Tuesday, September 14, 2010

Out of Control #3



By David Drexler
www.azothdesign.com

(Note, this took way too long to write, and I still don't think it's that good a review. Scroll down to look at the pictures at least. Click on them to see bigger versions.)

How do you review a zine by someone who seems completely insane? This is a question I have been wrestling with since about midway through this massive (70 pages!) zine that is, as the cover says, about parasites and the blind idiot god.

Since I'm not sure how to review this, I'll just start at the beginning: with parasites. The zine opens with quotes from a variety of sources about parasites, and how humans are filled with them. Lovely stuff. Then Drexler actually starts writing his own stuff, and he begins with something that might as well have been ripped from the first Matrix movie, namely that humans are an INFESTATION.

He continues, questioning our very ideas of consciousness, suggesting that computers are using us, and then changes tack and begins page after page about parasites. Drexler discusses different types, how they've evolved, how they feed, how they breed (some of them can lay up to two million eggs a day), how they survive, and how to define what a parasite even is. It's kind of gross to be totally honest, I never need to be told about botflies ever again.

■ **Tasks to carry out**
1. According to the zine review, how many pages long is the zine?
2. Write the next part of the zine review, picking up after its final sentence.

(Stored data)
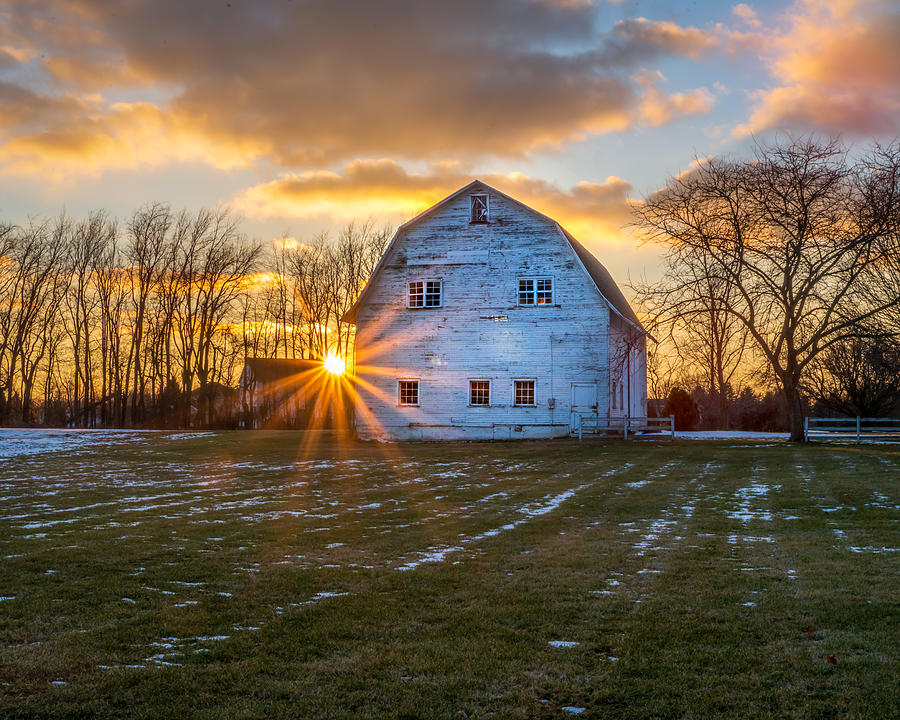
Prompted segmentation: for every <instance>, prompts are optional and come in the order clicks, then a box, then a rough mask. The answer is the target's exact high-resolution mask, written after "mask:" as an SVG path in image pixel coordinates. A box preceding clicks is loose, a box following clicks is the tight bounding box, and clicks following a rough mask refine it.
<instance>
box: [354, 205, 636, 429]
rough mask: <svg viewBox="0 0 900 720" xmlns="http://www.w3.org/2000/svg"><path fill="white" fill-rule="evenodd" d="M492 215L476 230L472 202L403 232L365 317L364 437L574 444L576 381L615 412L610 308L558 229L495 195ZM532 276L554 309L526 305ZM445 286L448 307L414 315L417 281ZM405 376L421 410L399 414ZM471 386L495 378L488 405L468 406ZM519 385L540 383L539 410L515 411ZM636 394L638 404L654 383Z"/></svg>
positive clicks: (359, 365)
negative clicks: (541, 283)
mask: <svg viewBox="0 0 900 720" xmlns="http://www.w3.org/2000/svg"><path fill="white" fill-rule="evenodd" d="M488 192H489V191H488ZM490 215H491V221H490V224H487V225H480V224H474V225H473V224H470V222H469V220H470V194H469V193H463V194H461V195H459V196H457V197H456V198H454V199H453V200H451V201H450V202H449V203H446V204H444V205H443V206H440V207H438V208H437V209H435V210H434V211H432V212H431V213H430V214H429V215H427V216H426V217H424V218H422V219H421V220H419V221H417V222H416V223H414V224H412V225H411V226H409V227H408V228H407V229H405V230H404V231H402V233H401V235H399V236H398V237H397V239H396V241H395V242H394V244H393V246H392V247H391V249H390V250H389V254H388V255H387V256H386V257H385V258H384V259H383V261H382V264H381V267H380V269H379V271H378V273H377V274H376V276H375V277H374V278H373V280H372V283H371V286H370V287H369V288H368V289H367V291H366V295H365V302H363V303H361V304H360V307H359V309H358V311H357V317H356V324H357V340H356V345H357V357H356V374H357V377H358V382H357V388H356V389H357V392H358V398H357V401H356V423H357V430H358V432H359V435H360V436H361V437H363V438H369V439H375V438H377V439H397V440H402V439H501V438H502V439H506V438H527V437H556V436H563V435H568V434H569V429H570V406H571V404H572V397H573V395H572V393H573V389H572V383H591V384H595V385H596V401H597V407H598V411H599V414H600V415H601V416H602V415H606V414H607V411H608V408H609V407H610V403H609V390H610V380H609V362H610V343H611V339H610V309H609V306H608V305H607V304H606V303H605V302H604V301H603V300H602V299H601V297H600V295H599V293H598V291H597V289H596V287H595V285H594V283H593V281H592V280H591V279H590V277H589V276H588V275H587V274H586V273H585V272H584V270H583V269H582V267H581V265H580V262H579V260H578V258H577V256H576V255H575V253H574V252H573V250H572V249H571V247H570V246H569V244H568V242H567V241H566V240H565V238H564V237H563V236H562V235H561V233H560V232H559V230H558V229H557V227H556V226H555V224H554V223H552V222H550V221H548V220H547V219H546V218H543V217H541V216H539V215H537V214H535V213H531V212H529V211H527V210H525V209H523V208H522V207H521V206H519V205H518V204H516V203H513V202H510V201H509V200H507V199H506V198H504V197H502V196H498V195H496V194H493V193H490ZM522 276H550V277H552V278H553V304H552V305H546V306H529V307H522V306H519V305H518V279H519V278H520V277H522ZM435 278H439V279H441V280H442V281H443V305H442V307H440V308H419V309H409V308H407V283H409V282H410V281H414V280H427V279H435ZM617 319H618V318H617ZM637 369H638V368H637V367H635V368H634V371H637ZM401 379H416V380H418V381H419V407H402V406H400V405H399V398H398V381H399V380H401ZM472 379H478V380H490V381H491V405H490V407H472V406H470V405H469V380H472ZM516 379H533V380H535V407H515V406H514V405H513V402H514V394H513V393H514V391H513V382H514V380H516ZM632 395H633V398H634V402H635V407H637V403H638V402H642V401H643V398H645V397H646V375H644V377H643V384H640V383H633V388H632ZM641 407H643V405H642V406H641ZM633 414H641V415H642V414H644V412H643V410H642V411H641V412H639V413H633Z"/></svg>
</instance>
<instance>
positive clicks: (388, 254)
mask: <svg viewBox="0 0 900 720" xmlns="http://www.w3.org/2000/svg"><path fill="white" fill-rule="evenodd" d="M475 189H482V190H485V191H488V192H491V193H495V194H497V195H499V196H500V197H503V198H505V199H506V200H509V201H510V202H511V203H514V204H515V205H517V206H519V207H521V208H523V209H524V210H527V211H528V212H530V213H532V214H534V215H537V216H538V217H541V218H543V219H544V220H546V221H548V222H549V223H551V224H552V225H553V226H555V227H556V228H557V229H558V230H559V233H560V235H562V237H563V238H564V239H565V241H566V242H567V243H568V245H569V247H571V248H572V251H573V252H574V253H575V256H576V257H577V259H578V261H579V264H580V266H581V268H582V269H583V270H584V272H585V273H586V274H587V275H588V277H589V278H590V279H591V280H592V281H593V283H594V286H595V287H596V288H597V292H598V293H599V294H600V297H601V298H602V299H603V300H604V301H605V302H606V304H607V305H609V307H610V309H612V311H613V312H614V313H616V314H617V315H619V316H620V317H621V318H622V319H623V320H625V321H626V322H627V323H628V324H629V325H632V326H634V327H635V328H636V329H637V330H639V331H640V332H642V333H644V334H646V332H647V331H646V330H644V327H643V326H642V325H641V321H640V320H638V318H637V315H635V314H634V310H632V309H631V305H629V304H628V301H627V300H626V299H625V296H624V295H623V294H622V291H621V290H620V289H619V286H618V285H617V284H616V281H615V280H613V277H612V275H610V274H609V271H608V270H607V269H606V268H605V267H604V266H603V263H601V262H600V261H599V260H598V259H597V258H596V257H594V255H593V254H591V252H590V251H589V250H588V249H587V248H586V247H585V246H584V245H582V244H581V243H580V242H578V240H576V239H575V238H574V237H573V236H572V235H571V233H569V232H568V231H567V230H566V229H565V228H563V227H562V225H560V224H559V223H558V222H556V220H554V219H553V218H551V217H548V216H547V215H544V214H543V213H541V212H538V211H537V210H535V209H534V208H532V207H529V206H528V205H526V204H525V203H523V202H522V201H520V200H516V199H515V198H514V197H510V196H509V195H507V194H506V193H503V192H500V191H499V190H497V189H496V188H494V187H491V186H490V185H487V184H486V183H483V182H481V181H480V180H473V181H472V182H470V183H469V184H468V185H466V186H465V187H461V188H460V189H459V190H457V191H456V192H454V193H451V194H450V195H448V196H447V197H445V198H444V199H443V200H441V201H440V202H437V203H435V204H434V205H432V206H431V207H430V208H428V209H427V210H424V211H423V212H421V213H419V214H418V215H416V216H415V217H414V218H412V219H411V220H407V221H406V222H405V223H403V224H402V225H401V226H400V227H398V228H397V232H395V233H394V237H393V238H392V239H391V242H390V243H389V244H388V246H387V249H386V250H385V251H384V254H383V255H382V256H381V260H379V262H378V265H376V266H375V270H374V271H373V272H372V276H371V277H370V278H369V281H368V282H367V283H366V285H365V287H364V288H363V289H362V292H361V293H360V294H359V297H358V298H357V299H356V302H355V303H353V306H352V307H351V308H350V309H349V310H348V311H347V312H346V313H345V314H344V317H343V320H344V321H345V322H351V323H352V322H355V320H356V311H357V309H358V308H359V306H360V305H362V304H363V303H364V302H365V298H366V295H367V294H368V290H369V289H370V288H371V287H372V284H373V283H374V281H375V278H376V277H377V276H378V273H379V271H380V270H381V266H382V263H383V262H384V260H385V258H387V257H388V255H390V253H391V250H392V249H393V247H394V245H395V244H396V242H397V239H398V238H399V237H400V236H401V235H402V234H403V233H404V232H405V231H406V230H408V229H409V228H410V227H412V226H413V225H415V224H417V223H419V222H421V221H422V220H424V219H425V218H426V217H428V216H429V215H431V214H432V213H433V212H435V211H436V210H438V209H439V208H441V207H443V206H444V205H446V204H447V203H449V202H451V201H452V200H454V199H455V198H457V197H458V196H460V195H462V194H465V193H470V192H472V191H473V190H475Z"/></svg>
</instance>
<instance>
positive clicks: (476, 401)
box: [469, 380, 491, 405]
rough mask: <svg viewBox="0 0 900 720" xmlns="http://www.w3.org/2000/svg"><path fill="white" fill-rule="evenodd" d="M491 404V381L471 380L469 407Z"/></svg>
mask: <svg viewBox="0 0 900 720" xmlns="http://www.w3.org/2000/svg"><path fill="white" fill-rule="evenodd" d="M490 404H491V381H490V380H469V405H490Z"/></svg>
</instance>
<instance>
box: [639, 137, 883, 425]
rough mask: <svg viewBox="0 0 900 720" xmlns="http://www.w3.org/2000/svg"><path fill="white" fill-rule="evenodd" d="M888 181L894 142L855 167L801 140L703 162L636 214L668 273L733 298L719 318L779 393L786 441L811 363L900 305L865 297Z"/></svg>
mask: <svg viewBox="0 0 900 720" xmlns="http://www.w3.org/2000/svg"><path fill="white" fill-rule="evenodd" d="M898 177H900V146H898V145H894V146H891V147H886V148H885V147H880V146H877V145H876V146H875V147H873V148H871V150H870V151H869V152H868V154H867V155H866V156H865V157H863V158H861V159H859V160H853V158H852V157H851V155H850V153H849V152H848V150H847V149H846V148H844V147H842V146H841V145H840V144H839V143H838V142H837V141H833V140H832V141H820V140H816V139H813V138H802V139H796V140H789V141H787V142H784V143H781V144H777V145H773V146H764V145H758V146H757V147H756V149H755V151H754V154H753V157H752V158H750V159H749V160H745V161H741V160H728V159H718V158H713V159H709V160H705V161H703V162H701V163H700V164H699V165H698V167H697V168H696V169H695V170H693V171H692V172H689V173H687V174H684V175H682V176H679V177H676V178H673V179H672V180H670V181H669V183H668V185H667V186H666V187H665V188H664V189H663V190H661V191H659V192H657V193H655V194H653V195H651V196H650V197H648V198H646V200H645V202H643V203H641V204H640V205H638V207H637V209H636V212H637V217H638V222H639V224H640V225H641V226H642V227H643V228H644V229H645V230H646V231H647V232H648V233H649V234H650V236H651V237H652V238H653V239H655V240H656V241H657V242H660V243H662V244H663V245H664V247H665V249H666V253H667V257H668V263H669V266H670V267H671V268H672V271H673V272H674V273H676V274H677V273H678V272H679V269H680V268H683V270H684V275H685V276H691V275H692V274H693V272H694V269H695V268H696V267H697V263H698V262H701V263H702V267H703V271H704V272H705V273H706V274H708V275H709V277H710V278H712V281H713V282H714V283H716V284H720V283H721V284H723V285H724V286H727V287H729V288H731V289H732V290H733V292H732V294H731V296H730V297H729V298H728V299H727V302H726V306H725V309H726V311H727V314H728V315H729V316H730V317H732V318H735V319H737V321H738V322H739V323H740V324H741V326H742V327H743V328H745V329H746V332H747V333H748V335H749V337H750V338H751V339H752V341H753V343H754V345H755V349H756V350H757V351H758V352H759V354H760V355H761V356H762V357H763V358H764V359H765V361H766V363H767V365H768V367H769V368H770V370H771V372H772V375H773V376H774V377H775V379H776V380H777V382H778V385H779V387H780V388H781V391H782V392H783V393H784V396H785V400H786V402H787V406H788V413H789V419H790V431H791V438H792V439H793V440H801V439H802V437H803V417H804V401H803V395H802V389H803V383H804V379H805V376H806V373H807V371H808V369H809V366H810V363H812V362H813V361H814V360H815V359H816V358H817V357H818V356H819V354H820V353H822V352H823V351H825V350H827V349H828V348H829V347H831V346H832V345H835V344H836V343H840V342H842V341H845V340H847V339H849V338H852V337H856V336H858V335H859V334H860V333H861V332H863V328H865V327H868V326H871V324H872V321H873V320H875V319H876V318H880V317H882V316H884V315H885V314H886V313H887V312H889V311H891V310H892V309H894V308H896V307H897V306H898V305H900V297H897V296H894V297H891V296H887V295H884V294H882V295H878V294H875V293H871V292H868V291H867V287H868V286H869V284H870V283H871V274H872V272H873V269H874V268H878V267H880V266H882V265H883V264H885V263H886V262H888V260H889V259H890V258H891V257H893V256H894V255H895V254H896V252H897V233H898V226H900V183H898Z"/></svg>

■ **Per-task outputs**
1. 70 pages.

2.
"Let us linger here a while on the subject of tapeworms."


Up to now it all seems fairly straight forward, it's just a zine by a guy who's really interested in parasites and kind of hates humanity (which is fair enough to be honest). There are diagrams copied from books, and lots of scientific facts, backed up by references, and footnotes. How accurate all this stuff is I don't know (for some reason Drexler seems to believe echinoderm's lack parasites), but most of it seems reasonable enough, if not something I'm usually into reading (and there are a few references to Egypt and India that seem a bit racist).

There are even some bits that are pretty amusing. Drexler refers to a type of tapeworm with hundreds of thousands of sets of genitalia as "the sexiest animal on the planet". At least I hope that was supposed to be amusing. If not this zine just got a whole lot stranger.

"...but I should expect, even hope, that most readers would baulk to accept this heretical divagation into occult territory."


But it was about to get strange anyway, as then the discussion about unseen psychic entities begins. Drexler's ideas here remind me a little of Arthur Conan Doyle, someone who seemingly wanted to believe in supernatural agencies, but knew that most people who claim such connections are absolute charlatans. Yet, like Doyle, Drexler eventually embraces these things that most people think of as nonsense. Sure he outright dismisses every claim of ectoplasm and levitation reported by various people, yet at the same time he claims that poltergeists exist because look! There’s all this anecdotal evidence from around the world.

To be honest, I kind of enjoy Drexler's ideas about poltergeists; namely that they are insectoidal sub-intelligences that are just flailing around at random. It's kind of fun, and I think it would work well in a piece of fiction.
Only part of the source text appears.